╭─ ESTRATTO DEL TESTO
All’anagrafe è Giovanni Luca Picariello, ad aprile compirà 37 anni e viene da Avellino. Il suo nome si ispira a Goemon Ishikawa XIII, il samurai dell’anime giapponese Lupin III. Sulle scene da più di dieci anni, ha iniziato a scrivere rap nei primi anni ’90 per poi spostarsi in un territorio più soul, entrando in un genere senza definizione che va dall’R&B all’indie. Preferisce però non darsi etichette e portare avanti la sua musica tra ricerca ed eleganza di suoni. All’ultimo Festival di Sanremo ha presentato Rose viola, un brano che esce ora anche in 45 giri, in edizione speciale, che rivela tutta la sua anima raffinata. Ha cinque dischi all’attivo ed è al lavoro sul suo nuovo progetto che uscirà quest’anno. Disponibile, gentile, è un’anima bella della musica italiana con cui fa piacere parlare.

In quale punto della musica italiana ti collochi?
Non so come definirmi, mi piacerebbe poter essere qualcosa di unico, che non vorrei suonasse presuntuoso. So bene quali sono le mie radici. Io ho iniziato con il rap, l’hip hop. Poi il soul e l’R&B. Ho iniziato dal rap perché non pensavo di essere intonato. E pensavo non servisse. Ho cercato di convincere me stesso per primo a trovare la mia voce, in tutti i sensi. Per poter cantare. E so che è questo il genere che mi piacerebbe continuare a portare avanti, anche se in Italia è poco esplorato, sicuramente anche a causa della lingua.
╰─
*OBIETTIVO DICHIARATO 1*: Secondo l'intervista, perché l'artista ha cominciato dal rap? Rispondi in una o due frasi.
*OBIETTIVO DICHIARATO 2*:
Rispondi a queste domande sull'intervista:
(a) Da quale città viene l'artista?
(b) Quale brano ha presentato all'ultimo Festival di Sanremo?
(c) Quanti dischi ha all'attivo?
*OBIETTIVO DICHIARATO 3*: Riporta il passo dell'intervista che comincia con "Non so come" e prosegue fino a "causa della lingua.".
Le voci qui sotto non servono.
╭─ DATI ARCHIVIATI
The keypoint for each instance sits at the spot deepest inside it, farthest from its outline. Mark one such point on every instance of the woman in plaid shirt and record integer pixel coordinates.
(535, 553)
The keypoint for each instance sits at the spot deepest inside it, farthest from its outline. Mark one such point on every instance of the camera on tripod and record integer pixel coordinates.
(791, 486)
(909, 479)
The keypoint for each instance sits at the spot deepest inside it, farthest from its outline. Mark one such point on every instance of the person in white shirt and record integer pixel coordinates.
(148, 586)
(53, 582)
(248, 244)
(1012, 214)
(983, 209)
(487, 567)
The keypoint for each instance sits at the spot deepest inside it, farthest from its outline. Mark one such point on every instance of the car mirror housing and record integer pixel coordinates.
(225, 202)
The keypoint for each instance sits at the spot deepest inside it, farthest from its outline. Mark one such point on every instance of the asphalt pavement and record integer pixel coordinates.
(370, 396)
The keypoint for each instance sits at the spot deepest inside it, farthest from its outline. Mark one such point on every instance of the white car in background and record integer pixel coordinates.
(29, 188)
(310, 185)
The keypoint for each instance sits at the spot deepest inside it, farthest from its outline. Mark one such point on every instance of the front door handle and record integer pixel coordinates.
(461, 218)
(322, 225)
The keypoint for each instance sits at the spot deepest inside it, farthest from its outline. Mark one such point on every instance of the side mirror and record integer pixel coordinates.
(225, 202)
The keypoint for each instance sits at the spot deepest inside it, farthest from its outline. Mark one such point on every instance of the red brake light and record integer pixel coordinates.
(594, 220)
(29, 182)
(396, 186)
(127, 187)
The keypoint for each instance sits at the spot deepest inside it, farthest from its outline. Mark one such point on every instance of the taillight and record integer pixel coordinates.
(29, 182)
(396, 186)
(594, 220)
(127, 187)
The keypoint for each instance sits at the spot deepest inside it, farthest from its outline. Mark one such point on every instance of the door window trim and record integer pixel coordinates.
╰─
*RISULTATO 1*: L'artista ha cominciato dal rap perché non pensava di essere intonato e pensava che non servisse.

*RISULTATO 2*:
(a) Avellino.
(b) Rose viola.
(c) Cinque.

*RISULTATO 3*:
Non so come definirmi, mi piacerebbe poter essere qualcosa di unico, che non vorrei suonasse presuntuoso. So bene quali sono le mie radici. Io ho iniziato con il rap, l’hip hop. Poi il soul e l’R&B. Ho iniziato dal rap perché non pensavo di essere intonato. E pensavo non servisse. Ho cercato di convincere me stesso per primo a trovare la mia voce, in tutti i sensi. Per poter cantare. E so che è questo il genere che mi piacerebbe continuare a portare avanti, anche se in Italia è poco esplorato, sicuramente anche a causa della lingua.